---- Items

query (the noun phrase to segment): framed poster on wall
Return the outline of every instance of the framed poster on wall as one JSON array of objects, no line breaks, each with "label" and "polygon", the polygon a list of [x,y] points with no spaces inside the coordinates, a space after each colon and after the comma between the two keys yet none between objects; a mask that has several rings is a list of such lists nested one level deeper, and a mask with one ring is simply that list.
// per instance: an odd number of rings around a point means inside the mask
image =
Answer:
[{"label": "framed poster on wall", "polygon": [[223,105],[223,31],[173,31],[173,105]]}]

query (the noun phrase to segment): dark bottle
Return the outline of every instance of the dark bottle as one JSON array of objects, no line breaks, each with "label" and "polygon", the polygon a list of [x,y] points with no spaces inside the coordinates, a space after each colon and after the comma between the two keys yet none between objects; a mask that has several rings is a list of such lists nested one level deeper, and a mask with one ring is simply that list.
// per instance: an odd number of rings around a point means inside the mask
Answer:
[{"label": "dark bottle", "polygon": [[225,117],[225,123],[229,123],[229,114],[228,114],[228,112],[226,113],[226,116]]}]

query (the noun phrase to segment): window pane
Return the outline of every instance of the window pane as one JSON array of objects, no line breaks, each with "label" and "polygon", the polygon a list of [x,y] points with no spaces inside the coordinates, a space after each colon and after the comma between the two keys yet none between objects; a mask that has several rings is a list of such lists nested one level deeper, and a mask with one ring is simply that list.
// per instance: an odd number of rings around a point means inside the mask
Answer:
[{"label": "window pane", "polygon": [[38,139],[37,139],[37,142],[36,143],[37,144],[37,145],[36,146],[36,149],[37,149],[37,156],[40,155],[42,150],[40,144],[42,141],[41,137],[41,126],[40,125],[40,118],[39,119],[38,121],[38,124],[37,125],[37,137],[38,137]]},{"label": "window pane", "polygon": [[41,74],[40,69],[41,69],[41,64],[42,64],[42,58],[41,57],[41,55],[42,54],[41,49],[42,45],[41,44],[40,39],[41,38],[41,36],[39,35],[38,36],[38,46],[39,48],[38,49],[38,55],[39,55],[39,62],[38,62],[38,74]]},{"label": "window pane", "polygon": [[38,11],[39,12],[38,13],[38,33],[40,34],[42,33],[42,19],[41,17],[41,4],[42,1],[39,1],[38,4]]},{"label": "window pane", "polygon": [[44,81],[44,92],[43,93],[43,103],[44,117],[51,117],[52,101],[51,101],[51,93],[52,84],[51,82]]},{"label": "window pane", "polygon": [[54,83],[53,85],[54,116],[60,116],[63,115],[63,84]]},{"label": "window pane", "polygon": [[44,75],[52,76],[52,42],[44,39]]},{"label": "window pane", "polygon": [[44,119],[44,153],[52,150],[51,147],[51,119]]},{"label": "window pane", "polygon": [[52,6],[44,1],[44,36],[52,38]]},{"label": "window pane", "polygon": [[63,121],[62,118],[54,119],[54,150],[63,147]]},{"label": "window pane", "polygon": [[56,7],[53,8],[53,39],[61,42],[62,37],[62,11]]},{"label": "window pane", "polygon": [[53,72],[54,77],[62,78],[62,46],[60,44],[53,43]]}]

--------

Reproduce every line of the material, requests included, from the line containing "query (the noun phrase to segment): window" through the end of the material, adding 79 to each polygon coordinate in the answers.

query (the noun phrase to segment): window pane
Return the outline of every instance of the window pane as one JSON array of objects, no line breaks, each with "label" and "polygon", the polygon a list of [x,y] points with no spaces inside the coordinates, a space after each colon and after the comma between the two keys yet none between objects; a mask that has several rings is a list of such lists nested one level deeper, and a mask with one ring is simply that list.
// per instance: an odd number of rings around a point means inside the mask
Answer:
[{"label": "window pane", "polygon": [[117,218],[116,218],[116,221],[115,222],[116,223],[116,224],[115,225],[115,228],[116,228],[116,235],[119,234],[121,229],[119,223],[121,220],[120,216],[120,205],[119,204],[119,197],[118,198],[117,200],[117,203],[116,204],[116,216],[117,216]]},{"label": "window pane", "polygon": [[120,153],[119,148],[120,148],[120,143],[121,143],[121,137],[120,136],[120,134],[121,133],[120,128],[121,124],[120,123],[119,118],[120,117],[120,115],[118,114],[117,115],[117,125],[118,127],[117,128],[117,134],[118,134],[118,141],[117,141],[117,153]]},{"label": "window pane", "polygon": [[117,90],[118,91],[117,92],[117,112],[119,113],[121,112],[121,98],[120,96],[120,83],[121,80],[118,80],[117,83]]},{"label": "window pane", "polygon": [[123,160],[123,171],[122,172],[122,182],[123,196],[130,196],[131,180],[130,180],[130,172],[131,163],[130,161]]},{"label": "window pane", "polygon": [[133,162],[132,164],[133,195],[139,195],[142,194],[142,163]]},{"label": "window pane", "polygon": [[123,154],[131,155],[131,121],[123,118]]},{"label": "window pane", "polygon": [[123,198],[123,232],[131,229],[130,226],[130,198]]},{"label": "window pane", "polygon": [[131,85],[123,80],[123,115],[131,117]]},{"label": "window pane", "polygon": [[142,200],[141,197],[133,198],[133,229],[142,226]]},{"label": "window pane", "polygon": [[135,86],[132,87],[132,118],[140,121],[141,116],[141,90]]},{"label": "window pane", "polygon": [[132,151],[133,156],[141,157],[141,125],[139,123],[132,122]]}]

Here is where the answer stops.